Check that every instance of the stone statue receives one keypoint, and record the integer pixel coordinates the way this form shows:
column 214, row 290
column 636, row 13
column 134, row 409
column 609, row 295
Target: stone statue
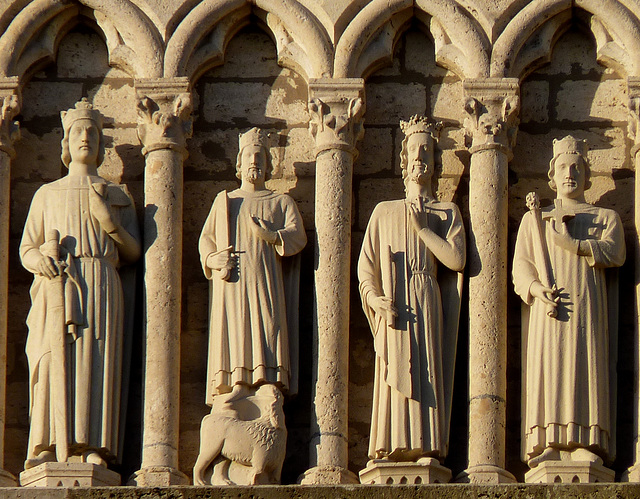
column 79, row 231
column 410, row 281
column 569, row 323
column 253, row 328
+++
What the task asks:
An acceptable answer holds exactly the lines from the one with "column 214, row 290" through the end of the entries above, both ends kept, and no pictures at all.

Exercise result:
column 214, row 290
column 636, row 13
column 134, row 409
column 609, row 295
Target: stone statue
column 79, row 231
column 410, row 281
column 569, row 323
column 253, row 328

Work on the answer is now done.